» **WHAT YOU NEED TO DO**:
The data must be given again in full, with no line altered.

» **PROVIDED RECORDS**:
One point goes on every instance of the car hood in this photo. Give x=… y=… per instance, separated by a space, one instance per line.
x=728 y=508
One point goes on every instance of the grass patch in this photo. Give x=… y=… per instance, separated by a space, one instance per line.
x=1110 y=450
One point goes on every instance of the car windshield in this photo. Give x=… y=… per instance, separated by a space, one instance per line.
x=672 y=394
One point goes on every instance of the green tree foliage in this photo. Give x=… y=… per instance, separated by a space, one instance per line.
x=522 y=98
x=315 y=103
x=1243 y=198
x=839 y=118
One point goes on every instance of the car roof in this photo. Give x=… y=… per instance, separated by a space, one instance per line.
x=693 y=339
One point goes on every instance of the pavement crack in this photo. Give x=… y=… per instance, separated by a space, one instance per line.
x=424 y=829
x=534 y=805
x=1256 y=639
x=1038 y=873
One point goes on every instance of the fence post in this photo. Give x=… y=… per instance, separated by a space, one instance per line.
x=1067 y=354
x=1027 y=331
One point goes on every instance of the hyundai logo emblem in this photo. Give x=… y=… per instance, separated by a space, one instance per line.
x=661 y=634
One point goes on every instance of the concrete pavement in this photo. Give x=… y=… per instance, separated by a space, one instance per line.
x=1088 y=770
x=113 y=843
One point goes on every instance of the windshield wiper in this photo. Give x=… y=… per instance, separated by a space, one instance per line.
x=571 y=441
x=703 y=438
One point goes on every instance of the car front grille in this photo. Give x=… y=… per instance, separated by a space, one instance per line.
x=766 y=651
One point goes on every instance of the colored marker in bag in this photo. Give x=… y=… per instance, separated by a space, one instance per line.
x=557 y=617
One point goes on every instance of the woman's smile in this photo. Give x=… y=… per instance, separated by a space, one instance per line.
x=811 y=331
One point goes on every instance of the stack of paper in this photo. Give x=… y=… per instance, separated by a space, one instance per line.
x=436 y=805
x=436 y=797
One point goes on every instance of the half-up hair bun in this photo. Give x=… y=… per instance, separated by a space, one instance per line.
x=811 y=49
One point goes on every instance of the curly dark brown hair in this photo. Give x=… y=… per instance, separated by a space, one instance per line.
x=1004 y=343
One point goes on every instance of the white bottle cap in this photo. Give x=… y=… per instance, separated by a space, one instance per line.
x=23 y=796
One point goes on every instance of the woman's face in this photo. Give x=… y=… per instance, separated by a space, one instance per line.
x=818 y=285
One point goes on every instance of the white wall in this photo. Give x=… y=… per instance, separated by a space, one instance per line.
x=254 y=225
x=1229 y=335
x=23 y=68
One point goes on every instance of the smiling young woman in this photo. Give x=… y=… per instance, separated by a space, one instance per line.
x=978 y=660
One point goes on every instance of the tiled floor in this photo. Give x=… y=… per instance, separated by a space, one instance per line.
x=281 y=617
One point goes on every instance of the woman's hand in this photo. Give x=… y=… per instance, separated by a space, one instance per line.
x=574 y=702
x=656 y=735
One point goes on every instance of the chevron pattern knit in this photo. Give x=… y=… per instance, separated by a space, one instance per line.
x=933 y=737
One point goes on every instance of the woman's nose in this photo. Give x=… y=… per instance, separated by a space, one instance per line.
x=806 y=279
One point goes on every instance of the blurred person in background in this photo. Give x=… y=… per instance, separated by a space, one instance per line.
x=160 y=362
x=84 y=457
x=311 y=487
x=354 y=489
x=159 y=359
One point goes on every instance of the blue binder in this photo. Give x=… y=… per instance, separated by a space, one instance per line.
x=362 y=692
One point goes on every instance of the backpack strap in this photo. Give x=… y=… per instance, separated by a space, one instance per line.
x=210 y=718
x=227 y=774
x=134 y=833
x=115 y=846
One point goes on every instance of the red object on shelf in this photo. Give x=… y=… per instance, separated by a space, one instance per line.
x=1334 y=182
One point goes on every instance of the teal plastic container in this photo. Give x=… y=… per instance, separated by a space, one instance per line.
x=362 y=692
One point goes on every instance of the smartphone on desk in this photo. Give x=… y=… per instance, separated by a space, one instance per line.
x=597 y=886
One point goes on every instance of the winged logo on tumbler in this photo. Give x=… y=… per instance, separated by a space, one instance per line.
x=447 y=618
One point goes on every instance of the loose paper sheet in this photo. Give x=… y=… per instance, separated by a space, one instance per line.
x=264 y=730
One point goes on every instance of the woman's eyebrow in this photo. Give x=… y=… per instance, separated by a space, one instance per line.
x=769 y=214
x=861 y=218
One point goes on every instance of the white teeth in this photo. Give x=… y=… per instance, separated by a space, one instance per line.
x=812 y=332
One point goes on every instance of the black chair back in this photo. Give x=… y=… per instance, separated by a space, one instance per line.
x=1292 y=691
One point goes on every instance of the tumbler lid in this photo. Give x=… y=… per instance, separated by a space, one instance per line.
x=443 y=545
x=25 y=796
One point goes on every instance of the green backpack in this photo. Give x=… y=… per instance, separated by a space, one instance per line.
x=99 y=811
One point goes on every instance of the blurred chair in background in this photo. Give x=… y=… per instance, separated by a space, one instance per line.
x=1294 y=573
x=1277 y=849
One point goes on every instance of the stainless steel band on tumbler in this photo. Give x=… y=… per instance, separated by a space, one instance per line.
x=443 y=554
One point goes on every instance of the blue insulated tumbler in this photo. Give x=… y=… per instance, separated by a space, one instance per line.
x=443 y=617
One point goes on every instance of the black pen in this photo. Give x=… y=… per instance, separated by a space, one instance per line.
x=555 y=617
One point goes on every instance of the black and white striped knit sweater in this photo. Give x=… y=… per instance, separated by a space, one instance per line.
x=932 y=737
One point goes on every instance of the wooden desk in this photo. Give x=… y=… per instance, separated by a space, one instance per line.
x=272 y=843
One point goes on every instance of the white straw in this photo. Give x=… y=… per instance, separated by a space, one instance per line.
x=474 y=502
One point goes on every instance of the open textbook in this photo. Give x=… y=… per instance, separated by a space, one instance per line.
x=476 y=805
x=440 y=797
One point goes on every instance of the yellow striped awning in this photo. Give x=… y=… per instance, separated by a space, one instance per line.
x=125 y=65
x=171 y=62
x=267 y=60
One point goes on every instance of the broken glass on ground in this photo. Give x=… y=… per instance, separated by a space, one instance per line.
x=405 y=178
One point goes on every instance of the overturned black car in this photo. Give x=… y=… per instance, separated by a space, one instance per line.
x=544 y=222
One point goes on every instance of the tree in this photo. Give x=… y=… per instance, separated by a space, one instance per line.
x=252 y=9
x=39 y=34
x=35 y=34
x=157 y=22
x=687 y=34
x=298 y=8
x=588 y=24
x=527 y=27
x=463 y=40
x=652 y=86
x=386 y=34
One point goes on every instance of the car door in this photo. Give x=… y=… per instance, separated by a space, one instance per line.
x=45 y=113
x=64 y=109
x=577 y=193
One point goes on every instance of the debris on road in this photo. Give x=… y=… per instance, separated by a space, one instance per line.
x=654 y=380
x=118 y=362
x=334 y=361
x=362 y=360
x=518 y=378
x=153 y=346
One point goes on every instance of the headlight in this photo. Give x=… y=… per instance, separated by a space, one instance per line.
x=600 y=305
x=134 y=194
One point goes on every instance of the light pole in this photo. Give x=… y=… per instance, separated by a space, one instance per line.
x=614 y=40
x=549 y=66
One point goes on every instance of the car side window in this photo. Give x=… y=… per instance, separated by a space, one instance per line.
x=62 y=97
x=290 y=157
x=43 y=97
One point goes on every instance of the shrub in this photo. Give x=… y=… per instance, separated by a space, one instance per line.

» **ANSWER SECTION**:
One point goes on every instance of the car hood in this photo. Give x=… y=… per instance, separated by a space, one instance per line.
x=728 y=508
One point goes on every instance of the grass patch in this photo. Give x=… y=… per instance, separated by a space, one instance per line.
x=1110 y=450
One point goes on every instance of the car windshield in this photo. Give x=… y=… per instance, separated by a space, one instance per line.
x=672 y=394
One point goes on every instance of the green tree foliage in this photo. Give x=… y=… per instance, separated by a space, one instance per line.
x=522 y=98
x=315 y=103
x=1243 y=198
x=839 y=118
One point goes on every instance of the car roof in this photo. Give x=… y=… per instance, separated by a space, one instance per line.
x=693 y=339
One point goes on every instance of the pavement crack in this photo. Give x=… y=… per instance, separated by a space, one instance per line.
x=424 y=829
x=534 y=805
x=1256 y=639
x=1038 y=873
One point goes on every instance of the fence post in this photo. Give x=… y=… per instance, separated by a space, one instance per line.
x=1067 y=354
x=1027 y=331
One point goes on every instance of the hyundai logo emblem in this photo. Give x=… y=… per instance, separated by a space, one instance per line.
x=661 y=634
One point goes on every instance of the concrete pavement in this photo. Give x=… y=… per instance, separated by a space, one instance per line.
x=1088 y=770
x=113 y=843
One point goes on every instance of the windshield wiper in this photo. Give x=… y=… per instance, separated by a space, one instance per line.
x=571 y=441
x=703 y=438
One point goes on every instance of the car front grille in this photo. Give x=… y=… per instance, separated by a space, one instance per line.
x=766 y=651
One point goes on every instance of the colored marker in bag in this photo. Give x=… y=… per instance, separated by a space, one instance per line.
x=557 y=617
One point goes on every instance of the woman's smile in this photo. Give x=… y=… per instance, separated by a space, one instance per line.
x=811 y=331
One point goes on every instance of the stack of paper in this photo. Give x=… y=… per instance, separated by a space, one instance per line.
x=436 y=805
x=436 y=797
One point goes on every instance of the half-up hair bun in this photo. Give x=… y=… per instance, separated by a space, one instance per line.
x=811 y=49
One point goes on every instance of the curly dark brown hair in this photo. Give x=… y=… per instance, separated by a space, one instance per line.
x=1004 y=343
One point goes on every instance of the white bottle cap in this photo. Give x=… y=… per instance, separated by a space, one instance per line.
x=23 y=796
One point goes on every instance of the woman's face in this photo. Give x=… y=… per instance, separated by a space, one instance per line.
x=818 y=285
One point goes on every instance of the white wall in this photo. Give x=… y=… per instance, separated by a space, one instance per line.
x=254 y=225
x=1229 y=335
x=23 y=68
One point goes on every instance of the smiling young woman in this photo. Give x=… y=… per instance, separated by a space, one instance per line.
x=978 y=660
One point goes on every instance of the tiled floor in this photo. Give x=… y=… per instance, separated by a space, one instance per line.
x=281 y=617
One point goes on every instance of the woman's hand in this photo. Give x=… y=… per instance, separated by a space, one instance per line.
x=574 y=702
x=656 y=735
One point goes on every instance of the chevron pattern knit in this photo. Give x=… y=… per instance, separated by a space, one instance per line.
x=933 y=737
One point goes on every instance of the woman's nose in this photo. Give x=… y=… per instance, separated by a space, one instance per line.
x=806 y=279
One point goes on every instance of the blurred person in background in this photo. Give x=… y=… per instance, separated by a space, one instance per line.
x=160 y=362
x=84 y=457
x=311 y=487
x=354 y=489
x=159 y=359
One point goes on every instance of the blue binder in this photo. Give x=… y=… per instance, separated by a space, one instance per line.
x=362 y=692
One point goes on every instance of the backpack strap in this photo. Give x=… y=… per instance, separated by a space, one instance per line.
x=210 y=718
x=227 y=774
x=134 y=833
x=115 y=846
One point goes on every instance of the red object on shelf in this photo. Give x=… y=… per instance, separated by a space, one instance per line.
x=1334 y=182
One point goes on every instance of the teal plastic container in this photo. Give x=… y=… per instance, separated by a space, one instance per line.
x=362 y=692
One point goes on every instance of the smartphone on desk in this photo. Give x=… y=… per instance, separated by a space, one instance per line.
x=597 y=886
One point goes on every instance of the winged logo on tumbler in this photo. Give x=… y=… per instance, separated by a space, one instance per line.
x=447 y=618
One point goes on every instance of the loose paper sheet in this photo. Give x=… y=… per instance, separated by a space, one instance per line.
x=264 y=730
One point goes on every instance of the woman's eyebrow in this photo. Give x=… y=… per instance, separated by a space, one instance per line.
x=769 y=214
x=861 y=218
One point goes on every instance of the white teeth in this photo. Give x=… y=… per instance, separated by a space, one instance per line.
x=812 y=332
One point goes on every instance of the black chair back in this photo. Give x=… y=… per instance, separated by a space, one instance per line.
x=1292 y=691
One point goes on every instance of the tumbler lid in this photo. Give x=… y=… per instance, separated by a space, one instance per line.
x=443 y=545
x=25 y=796
One point goes on every instance of the green backpack in this photo. Give x=… y=… per instance, separated by a space, one instance per line.
x=99 y=811
One point goes on every instance of the blurred chair in background in this photo. Give x=… y=… per instance, separated by a space, one instance per line.
x=1294 y=573
x=1277 y=849
One point goes on every instance of the stainless steel band on tumbler in this photo. Give x=… y=… per instance, separated by a space, one instance per line.
x=443 y=554
One point goes on every instance of the blue insulated tumbler in this photo. Give x=… y=… per instance, separated by a space, one instance per line.
x=443 y=617
One point goes on every instance of the black pen in this photo. Give x=… y=… per instance, separated by a space, one instance per line.
x=555 y=617
One point goes on every instance of the black and white striped knit sweater in this photo. Give x=… y=… per instance, separated by a space, one instance per line.
x=932 y=737
One point goes on every instance of the wooden desk in this photo. Give x=… y=… per instance, separated by a space, one instance per line.
x=272 y=843
One point goes on every instance of the white straw in this photo. Give x=… y=… per instance, separated by a space, one instance per line.
x=474 y=502
One point goes on every instance of the open textbook in this photo. Give x=… y=… per instance, separated by a space, one instance per line.
x=476 y=805
x=440 y=797
One point goes on every instance of the yellow striped awning in this photo. Give x=… y=… per instance, separated by a space, one instance per line.
x=125 y=65
x=171 y=62
x=267 y=60
One point goes on every instance of the broken glass on ground in this photo. Give x=… y=… per instance, separated by a space, one instance per line.
x=405 y=178
One point goes on every instance of the overturned black car in this photo. Give x=… y=… per instance, separated by a space, one instance per line.
x=544 y=222
One point goes on every instance of the tree in this photo. Give x=… y=… per instance, separated by a space, one instance per line.
x=252 y=9
x=39 y=34
x=35 y=34
x=157 y=22
x=687 y=34
x=298 y=8
x=588 y=24
x=527 y=27
x=463 y=40
x=652 y=86
x=386 y=34
One point goes on every instance of the car door in this photo. Give x=… y=… per instance, separated by a space, one instance per line.
x=45 y=113
x=64 y=109
x=577 y=193
One point goes on every instance of the debris on road in this photo. Give x=… y=… per instance, separated by a space, one instance per line.
x=654 y=380
x=118 y=362
x=334 y=361
x=362 y=360
x=518 y=378
x=153 y=346
One point goes on every instance of the headlight in this photo. Give x=… y=… per instance, separated by a space, one instance per line.
x=600 y=305
x=134 y=194
One point goes on every instance of the light pole in this photo. Give x=… y=… per instance, separated by a space, one instance per line.
x=614 y=40
x=549 y=66
One point goes on every instance of the car side window in this photo. Give x=… y=… per instance, separated by a space, one instance per line.
x=62 y=97
x=290 y=157
x=43 y=97
One point goes on every instance of the shrub in this photo. Give x=… y=… per instance, separated by a space, one instance per line.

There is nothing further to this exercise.